-- Alıştırma hedefi --
Batman'daki trafik sorunlarına ilişkin yazıdan "Kime söylüyorsun?" ifadesiyle başlayıp "olduğunda insan üzülüyor." ifadesine kadar, bu ifade de dahil olmak üzere, bölümü hiçbir değişiklik yapmadan yazıya geçirin.

-- Metin alıntısı --
┏━━

Batman’da trafik sorununa kim dur diyecek?

Güzel şehrimizin trafik ile ilgili sorunlarını ben iki madde halinde değerlendiriyorum;

Birincisi, yapısal sorun

İkincisi ise insan kaynaklı sorun.

Yapısal sorun olarak şunları ifade edebilirim; 1960 yılında Batman ana arteri yani Diyarbakır caddesi ne ise maalesef bu günde o. Hâlbuki o zamanlar yani bundan 60-65 sene önce Batman’da öğrendiğimiz kadarıyla çok az motorlu taşıt varmış. Ağalar ve Şeyhlerin dışında jandarma ve TPAO gibi kuruluşların dışında bu günkü gibi araçlar yoktu. Bugün bir ailenin birden fazla aracı var ama yollar aynı yol.

Belediyeler gerekli çalışmayı es geçmiş. Belediyecilik şehrin insana yakışan bir hal almasına yönelik faaliyetler olmalıyken maalesef siyaset belediyelerde geçer akçe olmuş ve ta ki bugüne kadar

İyi bir kulise sahip olmayan Batman ne yazık ki geleceği ile ilgili çalışmaları siyasi ve sonu gelmez maceralarla boş yere hayata geçirememiştir.

İddialıyım, alın size ispat. 1990’larda il olmuşuz ama kentli olamamışız

Hani nerede metrolar, metrobüsler, üstü açık yazlık otobüsler.

Yok, yok, yok.

Bizler kent soylu değildik ama kentli de olamadık. Dahası köylü de kalamadık. Arafta kaldık.

Ancak bugünkü belediyecilik bir miktar ümit vaat ediyor. İnşallah hep böyle gider

Gelelim ikinci konuya,

Uzmanlar o kadar uyarıyor, araç sürerken cep telefonu kullanmayın, hız sınırlarını zorlamayın diye

Kime söylüyorsun?

Araba kullanan illa da cep telefonuyla uğraşacak. Tabii okumayan ve dahası hayattan da ders almayan bir toplum olduğumu için illa ki dersimizi hayatlarla ödemek zorunda kalıyoruz

Araç sürücülerinin insana saygısı da yok. Hepsi değil tabii ki, ama çok azı bile böyle olduğunda insan üzülüyor.

Araçları yayaların üzerine süren mi dersin, sarı ışıkta daha yeşil yanmadan öndekini taciz eden mi dersin?

┗━━

-- Segmentasyon etiketleme kayıtları --

┏━━

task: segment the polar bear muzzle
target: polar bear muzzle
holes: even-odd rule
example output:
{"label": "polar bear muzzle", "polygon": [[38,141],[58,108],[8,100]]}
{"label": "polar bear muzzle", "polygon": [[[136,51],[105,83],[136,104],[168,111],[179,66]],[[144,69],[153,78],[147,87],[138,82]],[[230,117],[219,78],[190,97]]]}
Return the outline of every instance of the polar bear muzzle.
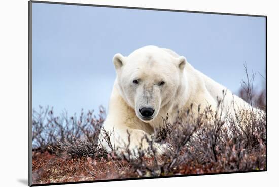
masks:
{"label": "polar bear muzzle", "polygon": [[154,113],[155,110],[151,108],[143,107],[140,109],[140,113],[142,115],[147,118],[152,116]]}

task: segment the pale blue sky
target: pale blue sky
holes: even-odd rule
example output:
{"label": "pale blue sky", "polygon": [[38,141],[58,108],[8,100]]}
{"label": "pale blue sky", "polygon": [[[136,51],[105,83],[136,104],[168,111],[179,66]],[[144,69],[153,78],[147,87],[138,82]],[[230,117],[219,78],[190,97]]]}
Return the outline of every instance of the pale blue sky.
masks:
{"label": "pale blue sky", "polygon": [[[265,18],[33,3],[32,102],[70,115],[107,108],[112,59],[170,48],[234,92],[249,71],[265,77]],[[255,84],[265,80],[258,74]]]}

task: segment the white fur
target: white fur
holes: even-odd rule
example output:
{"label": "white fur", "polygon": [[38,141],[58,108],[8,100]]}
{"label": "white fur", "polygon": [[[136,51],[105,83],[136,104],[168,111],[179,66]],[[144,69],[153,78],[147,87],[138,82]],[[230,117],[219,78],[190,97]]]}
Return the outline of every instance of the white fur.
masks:
{"label": "white fur", "polygon": [[[197,113],[200,105],[202,110],[209,105],[216,110],[218,98],[223,97],[227,113],[233,113],[234,106],[251,108],[242,99],[234,95],[225,87],[195,69],[185,57],[173,51],[155,46],[138,49],[127,57],[116,54],[113,62],[117,72],[110,99],[108,114],[104,128],[112,132],[111,142],[115,148],[128,143],[127,130],[131,134],[130,149],[140,147],[143,136],[150,136],[163,124],[162,117],[168,113],[170,122],[177,117],[178,111],[185,111],[192,104]],[[139,80],[138,85],[133,80]],[[165,81],[163,86],[158,84]],[[152,119],[142,118],[141,107],[154,109]],[[111,151],[103,138],[100,143]],[[142,149],[148,144],[144,142]],[[165,145],[155,144],[159,153]]]}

┗━━

-- Alıştırma çözümü --
Kime söylüyorsun?

Araba kullanan illa da cep telefonuyla uğraşacak. Tabii okumayan ve dahası hayattan da ders almayan bir toplum olduğumu için illa ki dersimizi hayatlarla ödemek zorunda kalıyoruz

Araç sürücülerinin insana saygısı da yok. Hepsi değil tabii ki, ama çok azı bile böyle olduğunda insan üzülüyor.